##### Records to process
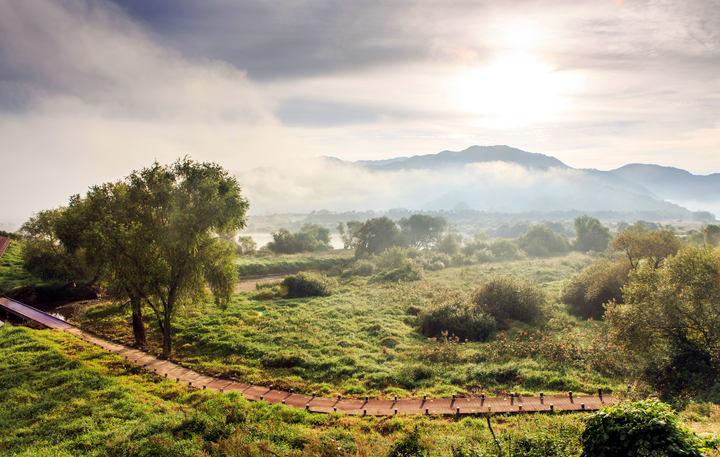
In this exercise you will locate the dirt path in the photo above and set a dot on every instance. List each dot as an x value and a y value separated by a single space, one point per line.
248 284
369 407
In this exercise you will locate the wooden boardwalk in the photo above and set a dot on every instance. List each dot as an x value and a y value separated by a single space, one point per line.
4 243
370 407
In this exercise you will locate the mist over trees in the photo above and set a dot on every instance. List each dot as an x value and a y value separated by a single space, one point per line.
310 238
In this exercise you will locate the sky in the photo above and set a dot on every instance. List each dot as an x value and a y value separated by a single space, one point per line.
91 90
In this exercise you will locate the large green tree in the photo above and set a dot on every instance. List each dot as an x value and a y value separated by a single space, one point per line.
156 231
670 322
377 235
46 257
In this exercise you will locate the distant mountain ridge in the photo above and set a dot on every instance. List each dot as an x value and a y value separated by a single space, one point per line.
473 154
664 183
492 179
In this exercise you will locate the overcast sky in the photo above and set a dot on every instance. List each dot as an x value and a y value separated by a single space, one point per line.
92 89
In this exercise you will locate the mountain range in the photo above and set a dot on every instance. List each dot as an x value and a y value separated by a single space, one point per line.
484 178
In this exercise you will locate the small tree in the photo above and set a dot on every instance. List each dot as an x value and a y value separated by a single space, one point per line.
590 235
542 241
351 236
639 244
422 231
600 283
377 235
246 245
636 428
505 299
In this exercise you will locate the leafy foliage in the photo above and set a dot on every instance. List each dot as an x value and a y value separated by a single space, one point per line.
454 313
409 446
670 322
590 235
637 428
154 234
600 283
542 241
506 299
638 243
310 238
422 231
306 284
376 236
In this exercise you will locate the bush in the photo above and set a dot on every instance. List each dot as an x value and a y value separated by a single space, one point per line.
600 283
407 273
409 446
505 250
306 284
636 428
541 241
363 268
453 313
505 299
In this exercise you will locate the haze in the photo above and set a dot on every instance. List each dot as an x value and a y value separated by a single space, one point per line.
92 89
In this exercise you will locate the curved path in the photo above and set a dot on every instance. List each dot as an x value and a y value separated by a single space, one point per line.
164 368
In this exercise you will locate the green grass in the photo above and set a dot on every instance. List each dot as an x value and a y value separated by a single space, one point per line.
63 397
361 341
292 263
12 274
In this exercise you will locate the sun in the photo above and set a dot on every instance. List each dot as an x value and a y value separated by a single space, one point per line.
516 88
519 85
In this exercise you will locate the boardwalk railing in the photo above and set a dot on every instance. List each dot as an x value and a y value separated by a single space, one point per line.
510 404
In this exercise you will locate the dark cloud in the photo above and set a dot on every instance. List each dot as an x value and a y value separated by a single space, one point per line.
291 39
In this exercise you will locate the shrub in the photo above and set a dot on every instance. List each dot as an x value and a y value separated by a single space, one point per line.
453 313
600 283
505 299
505 250
363 268
407 273
409 446
483 256
306 284
541 241
264 294
636 428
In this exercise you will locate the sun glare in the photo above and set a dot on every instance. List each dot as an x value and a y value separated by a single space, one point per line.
516 88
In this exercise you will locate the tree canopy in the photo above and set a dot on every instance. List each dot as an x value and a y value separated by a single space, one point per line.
654 246
590 235
542 241
156 232
310 238
377 235
670 321
422 231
##########
Exercise:
Without the pictures, output the full listing exactly as it stands.

Response to the task:
In this exercise you will locate the dirt path in the photo above and set a dot on every instance. List each dot as an x value and a y value separated by a single space, one point per line.
248 284
369 407
In this exercise you will locate the wooden boardwalk in the photo above and set a dot on every instance. List each dot as an x value and a y value separated by a single space, one point per line.
4 243
370 407
In this exercise you will locate the mist over trees in the photo above and set a dot on every instance. List each dot as an x value and a y value separated by a single space, one point per line.
310 238
In this exercise you will locate the sky in the photo above and set a dot on every instance. List each dot as an x value and a y value separated by a single space, one point per line.
91 90
In this exercise you will locate the large green tree in the photo above and set a dot on every instance. List each dot as an x value and a y value separated by a single space, one point per line.
156 231
670 322
377 235
46 257
In this exercise you will locate the distant mountain ridge in the photo above and set a dot on every instance. List each dot as an x value and a y value separated by a single space, one point per line.
473 154
664 183
492 179
In this exercise you will locate the overcast sky in the photo above and set a dot on every instance. List each dot as an x value and a y value separated by a single space, one point per line.
92 89
In this exercise you will locate the mountain range in the photo above and set a dot on every instance. List each dot as an x value and a y value separated by a single space, one point per line.
484 178
In this exercise you will locate the small tree in the photo above and set a dot on every instance. List each dot as an x value and a y value separated by a single space, one point per line.
590 235
542 241
351 236
639 244
422 231
600 283
377 235
246 245
636 428
505 299
In this exercise you will locate the leafy foliage in the photo above and set a dot on every instance. List each dot as an x value and a y value separated by a single space, one point per line.
454 313
409 446
670 322
590 235
637 428
154 234
600 283
542 241
506 299
638 243
310 238
422 231
306 284
376 236
In this exercise you will locate the bush in the photo above and set a dot on every instance. List each dot as an x value and a y value separated by a single space, one point per line.
600 283
407 273
409 446
505 250
306 284
636 428
541 241
363 268
453 313
505 299
In this exercise you will locate the haze in the photo above and set a dot on every instance. List each dot as an x value and a y value separated by a single space, one point per line.
92 89
In this exercise you will locate the curved path in the photo above and set a dot on every instance. List each dot as an x value and a y value separated by a single space, one point per line.
164 368
In this exercise you will locate the green grass in the photo above and set a dot on every instance. List each dot as an x value and a y value separated by a single space, one point per line.
63 397
361 341
292 263
12 274
In this exercise you will locate the sun in the photo above and set a dot on every instance. List each dot as an x value and a y value separated by a single space, one point per line.
516 88
519 85
In this exercise you will locate the boardwalk railing in the photo above and set a dot on every instance. List each dot as an x value and a y value separated by a single space, one point per line.
510 404
In this exercise you will locate the dark cloud in the photo above and set a dot on every instance. List each dot as an x value and a y value separated by a single space, one point per line.
291 39
In this exercise you will locate the shrub in the photo above and set a dot on every instance. List each dot as an x value and a y value separated by a single space, one point per line.
453 313
600 283
505 299
505 250
363 268
407 273
409 446
483 256
306 284
541 241
264 294
636 428
In this exercise you will locate the sun glare in the photo above and set a dot on every instance. List each dot as an x value and a y value separated by a single space, one point per line.
516 88
In this exercise you will locate the tree canopy in the photo above and set a dot on every instance. List each dot as an x value and a y value separated by a single space, one point per line.
654 246
590 235
542 241
156 232
310 238
377 235
670 321
422 231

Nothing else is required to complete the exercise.